[Page]:
----

The above mentioned color signal processing circuit has the following 
disadvantage: When the signal is inputted in the NTSC signal receiving 
mode, the output of the killer detector for control of chromatization and 
achromatization is brought to the high level "H", so that chromatization 
occurs because the circuit becomes similar to the case that the NTSC 
signal which is the same system as that of the receiving mode is inputted. 
Since the signal is so configured that the (R-Y) component inverts 
from one horizontal period to another, the chromatization results in 
appearance of a horizontal striped pattern in a screen, so that the 
display screen becomes very unsightly. 
SUMMARY OF THE INVENTION 
Accordingly, it is an object of the present invention to provide a color 
signal processing circuit which has overcome the above mentioned defect of 
the prior art. 
Another object of the present invention is to provide a color signal 
processing circuit preventing generation of the horizontal striped 
pattern. 
The above and other objects of the present invention are achieved by a 
color signal processing circuit in accordance with the present invention 
comprising an APC detector detecting a phase difference between a burst 
signal and a first subcarrier in response to application of a first gate 
control signal, for outputting an APC detection signal; a voltage 
controlled oscillator for generating an oscillation signal having an 
oscillation frequency controlled in response to application of the APC 
detection signal; a phase shifter for outputting the first subcarrier in 
response to application of the oscillation signal and also for generating 
a second subcarrier having its phase orthogonal to that of the first 
subcarrier, and a killer detector for generating a killer detection signal 
which is a result of a calculation of a cosine of a phase difference 
between the second subcarrier and the burst signal in response to 
application of a second gate control signal, wherein there is provided a 
gate control signal generating circuit for alternately generating the 
first gate control signal and the second gate control signal, one for one 
horizontal period and the other for a next one horizontal period, in 
response to application of a phase inverting pulse which alternately 
inverts in its polarity from one horizontal period to another.

DESCRIPTION OF THE PREFERRED EMBODIMENT 
Now, referring to FIG. 4 which is a block diagram of one embodiment of the 
color signal processing circuit in accordance with the present invention, 
in which elements similar to those shown in FIG. 1 are given the same 
Reference Numerals, the embodiment of the color signal processing circuit 
includes, in addition to the voltage controlled oscillator 1, the APC 
detector 2, the phase shifter 4 and the killer detector 5 which are common 
to the prior art example, a gate control signal generating circuit 3 
receiving the /NTSC switching signal "P", the phase inverting pulse "R"

----

[Data]:
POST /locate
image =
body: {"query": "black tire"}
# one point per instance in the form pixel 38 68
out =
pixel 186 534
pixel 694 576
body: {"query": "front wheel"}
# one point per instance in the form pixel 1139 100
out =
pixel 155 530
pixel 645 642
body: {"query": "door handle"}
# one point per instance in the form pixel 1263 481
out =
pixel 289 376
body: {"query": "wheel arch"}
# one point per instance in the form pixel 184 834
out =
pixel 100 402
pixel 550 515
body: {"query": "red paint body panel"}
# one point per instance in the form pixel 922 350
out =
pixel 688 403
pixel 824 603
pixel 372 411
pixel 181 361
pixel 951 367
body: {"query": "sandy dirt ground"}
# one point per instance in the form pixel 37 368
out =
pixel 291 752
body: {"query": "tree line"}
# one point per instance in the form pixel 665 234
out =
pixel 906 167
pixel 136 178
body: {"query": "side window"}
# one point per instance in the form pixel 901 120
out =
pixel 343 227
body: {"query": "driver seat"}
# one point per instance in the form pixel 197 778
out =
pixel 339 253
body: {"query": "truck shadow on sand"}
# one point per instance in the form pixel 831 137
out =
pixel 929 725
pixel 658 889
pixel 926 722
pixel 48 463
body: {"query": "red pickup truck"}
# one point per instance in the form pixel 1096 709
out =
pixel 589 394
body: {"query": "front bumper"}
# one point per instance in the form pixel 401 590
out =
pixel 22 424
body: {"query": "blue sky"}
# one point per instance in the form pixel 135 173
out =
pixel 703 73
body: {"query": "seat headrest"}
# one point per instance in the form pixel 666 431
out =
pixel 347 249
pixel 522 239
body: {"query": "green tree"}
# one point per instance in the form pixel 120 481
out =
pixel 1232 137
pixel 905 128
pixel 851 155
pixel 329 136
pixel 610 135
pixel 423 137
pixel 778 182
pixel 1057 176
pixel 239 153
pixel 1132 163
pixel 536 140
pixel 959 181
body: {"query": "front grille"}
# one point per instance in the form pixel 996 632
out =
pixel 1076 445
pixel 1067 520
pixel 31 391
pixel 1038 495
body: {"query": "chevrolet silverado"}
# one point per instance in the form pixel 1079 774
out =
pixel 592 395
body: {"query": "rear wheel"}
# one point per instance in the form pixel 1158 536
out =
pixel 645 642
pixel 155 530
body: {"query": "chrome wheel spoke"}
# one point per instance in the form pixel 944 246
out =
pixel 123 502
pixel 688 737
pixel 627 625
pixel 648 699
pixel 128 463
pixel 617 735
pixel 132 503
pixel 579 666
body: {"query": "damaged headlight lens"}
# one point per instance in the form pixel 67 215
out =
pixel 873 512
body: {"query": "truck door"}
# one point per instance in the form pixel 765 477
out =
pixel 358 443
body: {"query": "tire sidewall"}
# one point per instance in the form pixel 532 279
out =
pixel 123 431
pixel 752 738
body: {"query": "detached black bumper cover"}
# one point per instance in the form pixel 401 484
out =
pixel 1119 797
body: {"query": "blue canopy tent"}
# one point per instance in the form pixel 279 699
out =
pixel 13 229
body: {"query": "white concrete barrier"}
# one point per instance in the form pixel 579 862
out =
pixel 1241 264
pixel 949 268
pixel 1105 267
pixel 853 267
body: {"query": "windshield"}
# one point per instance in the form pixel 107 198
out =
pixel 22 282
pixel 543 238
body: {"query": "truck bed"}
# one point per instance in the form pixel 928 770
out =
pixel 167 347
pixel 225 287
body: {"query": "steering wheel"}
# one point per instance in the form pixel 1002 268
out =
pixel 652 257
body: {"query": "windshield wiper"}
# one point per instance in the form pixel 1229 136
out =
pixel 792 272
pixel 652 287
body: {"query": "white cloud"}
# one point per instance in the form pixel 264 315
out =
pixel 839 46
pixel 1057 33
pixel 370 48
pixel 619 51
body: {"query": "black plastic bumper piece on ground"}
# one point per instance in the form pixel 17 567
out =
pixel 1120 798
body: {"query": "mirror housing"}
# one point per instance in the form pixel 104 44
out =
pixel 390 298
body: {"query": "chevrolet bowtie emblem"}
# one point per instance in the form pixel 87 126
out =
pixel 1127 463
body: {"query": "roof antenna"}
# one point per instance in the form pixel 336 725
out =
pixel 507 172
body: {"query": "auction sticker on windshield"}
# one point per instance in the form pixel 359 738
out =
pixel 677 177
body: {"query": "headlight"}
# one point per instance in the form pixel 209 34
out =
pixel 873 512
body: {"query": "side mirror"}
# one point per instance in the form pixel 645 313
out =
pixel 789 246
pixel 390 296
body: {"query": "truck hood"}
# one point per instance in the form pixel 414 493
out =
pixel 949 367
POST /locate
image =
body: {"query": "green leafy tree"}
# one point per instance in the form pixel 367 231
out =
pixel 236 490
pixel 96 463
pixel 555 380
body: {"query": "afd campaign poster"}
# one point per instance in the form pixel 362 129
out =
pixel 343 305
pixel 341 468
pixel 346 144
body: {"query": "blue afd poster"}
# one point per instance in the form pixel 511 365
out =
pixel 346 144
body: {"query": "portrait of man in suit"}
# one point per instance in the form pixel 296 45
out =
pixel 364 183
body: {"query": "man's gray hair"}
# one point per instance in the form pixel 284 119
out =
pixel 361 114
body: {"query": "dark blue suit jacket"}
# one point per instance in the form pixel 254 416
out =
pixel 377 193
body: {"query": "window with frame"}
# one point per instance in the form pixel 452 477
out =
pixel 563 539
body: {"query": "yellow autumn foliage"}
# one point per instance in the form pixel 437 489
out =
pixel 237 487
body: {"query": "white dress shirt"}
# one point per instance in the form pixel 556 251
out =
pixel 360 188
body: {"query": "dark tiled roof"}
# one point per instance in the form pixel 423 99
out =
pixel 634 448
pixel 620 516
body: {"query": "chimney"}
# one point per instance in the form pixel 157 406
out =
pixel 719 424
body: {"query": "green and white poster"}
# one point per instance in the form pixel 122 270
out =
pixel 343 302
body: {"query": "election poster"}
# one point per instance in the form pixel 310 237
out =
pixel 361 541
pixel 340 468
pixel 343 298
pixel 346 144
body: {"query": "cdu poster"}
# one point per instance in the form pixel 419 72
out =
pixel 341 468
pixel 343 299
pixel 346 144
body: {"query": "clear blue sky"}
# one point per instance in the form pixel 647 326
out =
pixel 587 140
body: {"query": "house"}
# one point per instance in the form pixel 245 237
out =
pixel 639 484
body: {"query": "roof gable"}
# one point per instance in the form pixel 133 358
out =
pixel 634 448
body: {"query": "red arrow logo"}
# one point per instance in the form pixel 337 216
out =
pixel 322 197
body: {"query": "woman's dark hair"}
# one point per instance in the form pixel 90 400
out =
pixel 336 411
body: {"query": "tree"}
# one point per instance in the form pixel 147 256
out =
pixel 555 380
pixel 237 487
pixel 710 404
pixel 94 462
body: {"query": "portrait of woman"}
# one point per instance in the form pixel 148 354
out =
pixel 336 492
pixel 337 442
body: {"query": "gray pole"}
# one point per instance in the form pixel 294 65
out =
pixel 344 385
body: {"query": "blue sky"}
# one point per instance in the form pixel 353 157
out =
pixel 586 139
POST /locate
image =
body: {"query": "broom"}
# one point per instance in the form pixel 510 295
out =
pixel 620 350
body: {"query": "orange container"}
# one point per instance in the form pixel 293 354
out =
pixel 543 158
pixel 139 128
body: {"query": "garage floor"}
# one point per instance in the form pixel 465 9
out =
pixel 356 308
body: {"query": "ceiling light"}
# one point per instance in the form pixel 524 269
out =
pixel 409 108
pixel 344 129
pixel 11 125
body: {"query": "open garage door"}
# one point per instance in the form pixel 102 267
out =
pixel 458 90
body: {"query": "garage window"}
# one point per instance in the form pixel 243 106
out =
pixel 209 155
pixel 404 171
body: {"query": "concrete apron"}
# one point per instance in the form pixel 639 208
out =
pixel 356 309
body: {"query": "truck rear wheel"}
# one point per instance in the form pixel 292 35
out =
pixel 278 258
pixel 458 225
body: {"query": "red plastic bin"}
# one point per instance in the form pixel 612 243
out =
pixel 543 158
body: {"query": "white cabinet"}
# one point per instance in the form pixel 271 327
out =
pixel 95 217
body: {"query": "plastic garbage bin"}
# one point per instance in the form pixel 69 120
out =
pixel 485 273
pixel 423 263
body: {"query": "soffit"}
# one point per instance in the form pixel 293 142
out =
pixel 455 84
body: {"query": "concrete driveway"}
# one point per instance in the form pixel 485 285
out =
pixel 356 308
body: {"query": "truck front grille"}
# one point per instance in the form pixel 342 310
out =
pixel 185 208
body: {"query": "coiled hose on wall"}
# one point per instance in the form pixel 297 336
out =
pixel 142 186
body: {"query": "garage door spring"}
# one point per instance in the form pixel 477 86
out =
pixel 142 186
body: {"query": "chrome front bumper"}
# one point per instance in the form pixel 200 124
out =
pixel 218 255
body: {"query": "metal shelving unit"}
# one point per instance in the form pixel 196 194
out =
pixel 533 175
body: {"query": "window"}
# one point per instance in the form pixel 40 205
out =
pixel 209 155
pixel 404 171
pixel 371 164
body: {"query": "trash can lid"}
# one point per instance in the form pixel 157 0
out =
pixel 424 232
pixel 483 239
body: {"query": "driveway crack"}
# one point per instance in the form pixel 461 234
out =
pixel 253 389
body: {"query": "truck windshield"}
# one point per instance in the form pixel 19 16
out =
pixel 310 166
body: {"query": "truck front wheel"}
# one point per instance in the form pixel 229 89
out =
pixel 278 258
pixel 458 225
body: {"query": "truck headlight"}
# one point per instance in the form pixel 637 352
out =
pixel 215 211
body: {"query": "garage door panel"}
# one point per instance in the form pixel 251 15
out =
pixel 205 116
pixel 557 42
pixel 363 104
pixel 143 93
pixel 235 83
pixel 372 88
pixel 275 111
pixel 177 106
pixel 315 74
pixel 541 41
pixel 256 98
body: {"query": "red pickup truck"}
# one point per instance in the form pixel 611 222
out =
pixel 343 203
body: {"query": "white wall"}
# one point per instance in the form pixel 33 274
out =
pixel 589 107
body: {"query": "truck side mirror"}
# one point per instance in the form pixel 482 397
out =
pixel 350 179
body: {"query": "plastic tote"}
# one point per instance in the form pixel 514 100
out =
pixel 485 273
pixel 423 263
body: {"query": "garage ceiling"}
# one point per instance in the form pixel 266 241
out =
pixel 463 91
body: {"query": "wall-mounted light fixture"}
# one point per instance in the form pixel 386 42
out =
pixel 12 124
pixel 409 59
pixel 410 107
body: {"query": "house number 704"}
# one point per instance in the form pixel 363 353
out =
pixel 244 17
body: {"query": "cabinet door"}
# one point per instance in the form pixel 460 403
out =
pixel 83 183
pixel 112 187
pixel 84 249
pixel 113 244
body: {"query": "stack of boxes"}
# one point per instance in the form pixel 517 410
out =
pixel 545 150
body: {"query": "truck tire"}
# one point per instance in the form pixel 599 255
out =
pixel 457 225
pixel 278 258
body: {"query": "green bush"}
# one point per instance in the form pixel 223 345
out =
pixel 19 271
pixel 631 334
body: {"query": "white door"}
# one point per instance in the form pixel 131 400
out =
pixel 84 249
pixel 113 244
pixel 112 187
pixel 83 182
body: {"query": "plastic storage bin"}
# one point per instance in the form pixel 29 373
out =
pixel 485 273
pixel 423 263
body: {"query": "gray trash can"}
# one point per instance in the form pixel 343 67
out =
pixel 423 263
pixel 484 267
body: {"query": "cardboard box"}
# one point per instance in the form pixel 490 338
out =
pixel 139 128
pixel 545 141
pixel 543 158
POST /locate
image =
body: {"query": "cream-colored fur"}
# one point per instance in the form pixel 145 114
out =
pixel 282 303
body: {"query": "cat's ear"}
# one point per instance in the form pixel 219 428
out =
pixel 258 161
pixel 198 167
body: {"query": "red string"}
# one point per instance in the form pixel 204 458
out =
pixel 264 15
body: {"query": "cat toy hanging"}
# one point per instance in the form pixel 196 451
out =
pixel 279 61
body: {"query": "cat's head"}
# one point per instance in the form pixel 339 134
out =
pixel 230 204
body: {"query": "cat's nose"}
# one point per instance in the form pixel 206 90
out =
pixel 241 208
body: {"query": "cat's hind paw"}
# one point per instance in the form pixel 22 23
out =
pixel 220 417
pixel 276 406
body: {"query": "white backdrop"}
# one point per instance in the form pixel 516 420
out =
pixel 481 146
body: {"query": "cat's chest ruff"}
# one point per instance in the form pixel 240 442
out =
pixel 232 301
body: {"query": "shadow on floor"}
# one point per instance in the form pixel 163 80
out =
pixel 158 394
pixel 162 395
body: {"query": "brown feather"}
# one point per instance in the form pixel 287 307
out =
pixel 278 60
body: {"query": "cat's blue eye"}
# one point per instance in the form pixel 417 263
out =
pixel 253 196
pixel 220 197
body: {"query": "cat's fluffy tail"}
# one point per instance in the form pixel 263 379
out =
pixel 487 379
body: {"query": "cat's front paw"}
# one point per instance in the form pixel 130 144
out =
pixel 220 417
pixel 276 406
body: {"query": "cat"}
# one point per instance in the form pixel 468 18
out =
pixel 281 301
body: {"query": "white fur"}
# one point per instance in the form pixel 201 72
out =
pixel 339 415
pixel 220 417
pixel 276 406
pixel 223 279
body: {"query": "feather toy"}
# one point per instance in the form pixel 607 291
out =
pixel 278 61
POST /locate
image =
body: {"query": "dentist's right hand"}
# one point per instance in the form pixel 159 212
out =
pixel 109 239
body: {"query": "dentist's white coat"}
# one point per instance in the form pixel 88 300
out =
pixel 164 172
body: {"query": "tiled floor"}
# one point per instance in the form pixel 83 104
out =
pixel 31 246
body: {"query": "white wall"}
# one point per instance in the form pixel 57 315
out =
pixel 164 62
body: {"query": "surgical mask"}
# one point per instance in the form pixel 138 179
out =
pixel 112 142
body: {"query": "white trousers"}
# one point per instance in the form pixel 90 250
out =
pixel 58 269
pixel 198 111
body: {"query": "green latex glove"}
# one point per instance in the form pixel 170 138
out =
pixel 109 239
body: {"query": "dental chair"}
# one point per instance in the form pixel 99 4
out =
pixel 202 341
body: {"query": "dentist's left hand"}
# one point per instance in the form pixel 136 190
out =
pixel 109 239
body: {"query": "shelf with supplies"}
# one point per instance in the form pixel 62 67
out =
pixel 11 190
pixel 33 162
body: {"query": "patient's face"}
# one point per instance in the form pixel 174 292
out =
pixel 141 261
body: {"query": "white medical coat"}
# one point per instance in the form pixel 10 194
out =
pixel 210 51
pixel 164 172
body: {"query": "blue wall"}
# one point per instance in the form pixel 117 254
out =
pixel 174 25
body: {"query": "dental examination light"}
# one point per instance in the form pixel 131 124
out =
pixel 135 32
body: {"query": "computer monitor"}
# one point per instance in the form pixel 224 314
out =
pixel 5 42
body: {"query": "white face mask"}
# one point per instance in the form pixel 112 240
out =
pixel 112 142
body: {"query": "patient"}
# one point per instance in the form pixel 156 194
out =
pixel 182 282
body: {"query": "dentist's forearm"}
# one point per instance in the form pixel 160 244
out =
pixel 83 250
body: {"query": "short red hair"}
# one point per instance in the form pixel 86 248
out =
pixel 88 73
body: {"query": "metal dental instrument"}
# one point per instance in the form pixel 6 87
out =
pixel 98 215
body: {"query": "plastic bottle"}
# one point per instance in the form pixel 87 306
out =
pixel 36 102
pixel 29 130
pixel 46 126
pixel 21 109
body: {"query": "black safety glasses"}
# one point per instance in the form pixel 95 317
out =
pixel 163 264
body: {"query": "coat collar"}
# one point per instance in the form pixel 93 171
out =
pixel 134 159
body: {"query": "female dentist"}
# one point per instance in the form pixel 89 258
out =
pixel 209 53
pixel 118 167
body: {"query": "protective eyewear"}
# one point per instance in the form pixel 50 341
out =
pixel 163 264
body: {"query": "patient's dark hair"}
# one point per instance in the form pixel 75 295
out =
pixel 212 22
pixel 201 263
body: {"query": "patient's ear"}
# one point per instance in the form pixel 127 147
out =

----

[To be done]: Retype the color signal circuit passage word for word, starting with "The above mentioned color" and going on through "mode is inputted.".

[Written response]:
The above mentioned color signal processing circuit has the following 
disadvantage: When the signal is inputted in the NTSC signal receiving 
mode, the output of the killer detector for control of chromatization and 
achromatization is brought to the high level "H", so that chromatization 
occurs because the circuit becomes similar to the case that the NTSC 
signal which is the same system as that of the receiving mode is inputted.